──────── Quoted passage ────────

Developing AGI & ASI might not be sufficiently attractive for private companies.
The essays begin with the observation of rapidly increasing investment in AI, especially in compute clusters and their surrounding infrastructure. Extrapolating these trends then leads to projections for capability milestones. Two strong arguments motivate these trend projections: Empirical observations around current spending, and the potential high profitability of developing AGI. But even on Leopold’s short timelines, there is a time between the current era and the final sprint to AGI and ASI. Leopold does not go into great detail on that era, but I believe crossing it might take much longer than he projects.
Firstly, short-term profitability of the next couple of model generations might not be given. Continuous growth of compute investment, according to Leopold, will have happened ‘as each generation [of models] has shocked the world’. The jump to GPT-3.5 and the ChatGPT application was impressive and motivated plenty of public, economic and political interest. This is maybe less obviously true for the jump to GPT-4, and less still for the progress within the GPT-4 tier of models. On the business side, adoption has been somewhat sluggish, with apprehension voiced at the cost of using advanced models; PR-sensitive reliability issues plaguing consumer-facing deployment; and regulation, liability, and ongoing lawsuits creating further barriers. So far, they do not seem on track to motivate widespread adoption of 100$+ subscription models, as Leopold suggests. These might well be growing pains – but to keep investors happy to fund the trend of compute costs, they would have to be outgrown fast. Otherwise, the well of compute funding might dry up past the already-committed resources, inviting a stronger focus on usability and efficiency than on capability gains. Of course, that might well be a high-revenue area. But as Leopold points out, the capex of major tech companies that drives the progress he assumes is unprecedented - intermediary returns that are merely very high don't cut it. Unprecedented returns are not yet certain.
Secondly, trying to develop AGI and ASI might be much less economically attractive to companies than Leopold suggests. At face value, creating AGI or ASI seems enormously profitable and desirable to any corporation – think of the growth, the power, the competitive advantage. Even if I was correct about lacking short-term profitability, this prospect would seem enough to motivate the enormous necessary investment.

──────── Data records ────────

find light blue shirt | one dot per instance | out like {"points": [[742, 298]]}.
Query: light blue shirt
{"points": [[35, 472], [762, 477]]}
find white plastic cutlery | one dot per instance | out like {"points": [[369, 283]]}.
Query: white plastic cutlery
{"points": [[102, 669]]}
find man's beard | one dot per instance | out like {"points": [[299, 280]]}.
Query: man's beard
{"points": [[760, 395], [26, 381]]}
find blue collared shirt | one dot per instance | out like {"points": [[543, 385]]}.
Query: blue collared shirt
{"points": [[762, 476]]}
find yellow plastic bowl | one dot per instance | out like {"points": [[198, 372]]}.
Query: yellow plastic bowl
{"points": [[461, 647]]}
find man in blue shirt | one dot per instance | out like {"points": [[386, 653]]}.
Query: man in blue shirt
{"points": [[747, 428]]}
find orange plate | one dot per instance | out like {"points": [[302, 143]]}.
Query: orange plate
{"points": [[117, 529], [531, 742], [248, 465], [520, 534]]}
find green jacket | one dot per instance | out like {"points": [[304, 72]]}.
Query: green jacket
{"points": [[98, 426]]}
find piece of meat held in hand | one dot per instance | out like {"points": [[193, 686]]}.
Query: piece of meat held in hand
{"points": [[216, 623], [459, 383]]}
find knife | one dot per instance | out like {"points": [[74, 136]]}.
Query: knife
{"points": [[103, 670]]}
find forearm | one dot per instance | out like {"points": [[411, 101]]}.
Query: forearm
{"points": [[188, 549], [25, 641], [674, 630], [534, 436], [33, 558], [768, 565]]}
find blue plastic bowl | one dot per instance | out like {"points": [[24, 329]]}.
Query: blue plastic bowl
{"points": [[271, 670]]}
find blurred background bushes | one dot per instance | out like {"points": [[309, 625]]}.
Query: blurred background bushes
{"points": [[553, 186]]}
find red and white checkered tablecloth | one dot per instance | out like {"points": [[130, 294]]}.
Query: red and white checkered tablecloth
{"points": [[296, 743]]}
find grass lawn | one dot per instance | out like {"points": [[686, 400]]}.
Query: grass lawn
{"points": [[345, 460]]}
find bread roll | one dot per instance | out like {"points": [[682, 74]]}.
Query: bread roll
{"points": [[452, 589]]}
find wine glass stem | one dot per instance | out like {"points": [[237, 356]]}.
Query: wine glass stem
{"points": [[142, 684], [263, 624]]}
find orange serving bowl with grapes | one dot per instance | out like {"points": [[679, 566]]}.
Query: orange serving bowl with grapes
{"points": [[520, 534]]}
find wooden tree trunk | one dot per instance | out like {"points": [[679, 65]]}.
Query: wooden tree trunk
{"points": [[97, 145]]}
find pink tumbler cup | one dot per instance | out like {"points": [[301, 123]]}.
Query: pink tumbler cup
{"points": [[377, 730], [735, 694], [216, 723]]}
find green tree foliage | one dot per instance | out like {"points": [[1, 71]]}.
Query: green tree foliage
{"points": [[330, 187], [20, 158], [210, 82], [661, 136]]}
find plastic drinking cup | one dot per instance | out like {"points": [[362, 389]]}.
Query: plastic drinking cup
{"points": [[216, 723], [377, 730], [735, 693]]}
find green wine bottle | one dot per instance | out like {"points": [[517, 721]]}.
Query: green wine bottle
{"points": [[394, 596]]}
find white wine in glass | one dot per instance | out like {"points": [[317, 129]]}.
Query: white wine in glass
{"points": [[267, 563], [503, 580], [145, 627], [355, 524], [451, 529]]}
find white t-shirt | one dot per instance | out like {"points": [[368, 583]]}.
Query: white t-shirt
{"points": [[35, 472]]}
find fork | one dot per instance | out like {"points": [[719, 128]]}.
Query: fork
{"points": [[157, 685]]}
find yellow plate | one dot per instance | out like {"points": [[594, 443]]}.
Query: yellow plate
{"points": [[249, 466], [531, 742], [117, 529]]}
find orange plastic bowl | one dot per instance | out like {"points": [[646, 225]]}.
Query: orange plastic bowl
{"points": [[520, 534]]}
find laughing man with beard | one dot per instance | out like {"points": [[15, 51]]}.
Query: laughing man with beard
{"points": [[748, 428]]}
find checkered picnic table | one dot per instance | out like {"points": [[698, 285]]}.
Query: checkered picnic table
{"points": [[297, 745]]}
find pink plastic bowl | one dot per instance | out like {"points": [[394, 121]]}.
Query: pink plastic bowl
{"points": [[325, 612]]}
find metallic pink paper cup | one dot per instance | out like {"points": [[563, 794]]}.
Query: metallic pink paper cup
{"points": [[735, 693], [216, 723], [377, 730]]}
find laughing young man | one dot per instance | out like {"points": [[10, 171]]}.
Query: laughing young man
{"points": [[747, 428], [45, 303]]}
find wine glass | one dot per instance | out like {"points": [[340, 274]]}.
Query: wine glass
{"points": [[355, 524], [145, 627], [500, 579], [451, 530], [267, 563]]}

────────

* [What you are asked to do]: Say whether each statement agrees with the passage on AGI investment, answering yes or no and quoting the words from the passage that decide it. (a) The jump to GPT-3.5 and ChatGPT drew public, economic and political interest. (b) Business adoption of advanced models has been rapid. (c) The author considers unprecedented returns already certain.

* [Exercise output]:
(a) Yes: "The jump to GPT-3.5 and the ChatGPT application was impressive and motivated plenty of public, economic and political interest."
(b) No: "On the business side, adoption has been somewhat sluggish"
(c) No: "Unprecedented returns are not yet certain."